-- Text section follows --

Meet 2024 Next Work Environment Competition winner of the hybrid work environments private office: Gensler‘s Neiman Marcus Group Dallas hub.
Paul Manno
Nichole Babiak
Kelly Moore
Amanda Kendall
Loren Brouillette
Hoang Khoi
The Gensler team, Paul Manno, Nichole Babiak, Kelly Moore, Amanda Kendall, Loren Brouillette and Khoi Hoang, created a work environment that fosters a culture of belonging. The workplace reflects a new mindset and shifts the role of the office to a magnet, not a mandate.
Check out the submission below:
The Neiman Marcus Group Dallas Hub is a magnet, not a mandate.
Cultivating a culture of creativity, inspiration, and growth, Neiman Marcus Group saw the pandemic as a catalyst to rethink the way they work. Realizing their traditional corporate office had become passe’, the luxury retailer redefined their workplace into a “Hub” destination connecting associates to their network of corporate hubs, distribution centers, and retail stores.
I appreciated how on brand the Neiman Marcus space was and how much it was like the stores. They’re reflective of that minimalist approach and how different a Neiman’s space is from lots of other department stores.
— The 2024 Next Work Environment Competition Jury
Partnering with the architecture firm’s strategy team, NMG assessed the challenges and opportunities around creating an environment where associates are given the autonomy to work how, when, and where they choose, optimizing their work and lifestyles while prioritizing customer service. Collaborating with IDEO, they redefined the in-person and remote collaboration experience.
The Hub’s state-of-the-art integrated technology with telecom, video, and virtual whiteboards provides visual equity for hybrid meetings. When combined with responsive space solutions, the Hub flips the workplace paradigm to 70% collaboration-oriented spaces and 30% individual workspace. Whether in-person or virtual, teams feel a “front-row experience” in the multipurpose room’s theater-style seating.
Recognizing each associate has their own individual work style, the architecture firm’s strategy and design teams developed multiple work point archetypes informing the design of workspaces, collaboration rooms, and associate lounges. Fostering authentic connections to the NMG brand, each associate lounge reflects design inspiration, color, materials, and accessory palettes of the flagship geographic locations.
Neiman Marcus Group Hub is the metamorphosis of the workplace. Grounded on research and strategies that are reflect the company’s goals. The Hub’s clean lines, timeless materials, and hospitality-inspired details is a testament to the design team’s talent of delivering a high-end feeling project within a restrained budget while exuding the NMG mantra of “EXPECT THE EXTRAORDINARY.”

-- Text section concluded --
-- Provided information follows --

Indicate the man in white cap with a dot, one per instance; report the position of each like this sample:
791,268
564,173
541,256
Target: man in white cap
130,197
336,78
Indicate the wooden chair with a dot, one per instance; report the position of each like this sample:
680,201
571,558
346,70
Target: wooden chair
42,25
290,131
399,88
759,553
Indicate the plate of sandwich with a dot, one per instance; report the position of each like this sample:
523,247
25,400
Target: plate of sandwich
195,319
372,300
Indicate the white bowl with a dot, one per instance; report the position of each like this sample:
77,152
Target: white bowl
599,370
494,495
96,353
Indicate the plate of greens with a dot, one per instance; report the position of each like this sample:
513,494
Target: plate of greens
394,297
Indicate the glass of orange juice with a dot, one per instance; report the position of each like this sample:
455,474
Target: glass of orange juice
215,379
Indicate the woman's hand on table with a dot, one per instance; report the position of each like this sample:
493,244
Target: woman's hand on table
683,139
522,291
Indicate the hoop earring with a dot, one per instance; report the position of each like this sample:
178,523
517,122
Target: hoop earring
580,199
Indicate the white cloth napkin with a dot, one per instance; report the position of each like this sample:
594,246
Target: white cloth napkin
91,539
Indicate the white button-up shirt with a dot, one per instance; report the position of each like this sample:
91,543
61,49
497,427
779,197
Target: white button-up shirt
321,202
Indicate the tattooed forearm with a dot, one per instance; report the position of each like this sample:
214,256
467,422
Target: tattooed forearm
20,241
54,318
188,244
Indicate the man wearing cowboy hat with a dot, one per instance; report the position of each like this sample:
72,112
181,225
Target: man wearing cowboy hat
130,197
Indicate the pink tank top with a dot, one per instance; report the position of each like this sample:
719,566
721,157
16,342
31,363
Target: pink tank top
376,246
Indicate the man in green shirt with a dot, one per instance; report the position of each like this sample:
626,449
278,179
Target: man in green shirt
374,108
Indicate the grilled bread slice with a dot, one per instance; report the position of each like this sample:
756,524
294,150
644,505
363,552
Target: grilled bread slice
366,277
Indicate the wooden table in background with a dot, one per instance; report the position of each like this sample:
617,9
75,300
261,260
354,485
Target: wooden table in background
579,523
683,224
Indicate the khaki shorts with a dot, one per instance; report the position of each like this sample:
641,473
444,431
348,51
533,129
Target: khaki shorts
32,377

-- Provided information concluded --

In the competition write-up, rewrite the passage from "Meet 2024 Next" up to and including "is a magnet, not a mandate.", replacing "magnet" with "draw".

Meet 2024 Next Work Environment Competition winner of the hybrid work environments private office: Gensler‘s Neiman Marcus Group Dallas hub.
Paul Manno
Nichole Babiak
Kelly Moore
Amanda Kendall
Loren Brouillette
Hoang Khoi
The Gensler team, Paul Manno, Nichole Babiak, Kelly Moore, Amanda Kendall, Loren Brouillette and Khoi Hoang, created a work environment that fosters a culture of belonging. The workplace reflects a new mindset and shifts the role of the office to a draw, not a mandate.
Check out the submission below:
The Neiman Marcus Group Dallas Hub is a draw, not a mandate.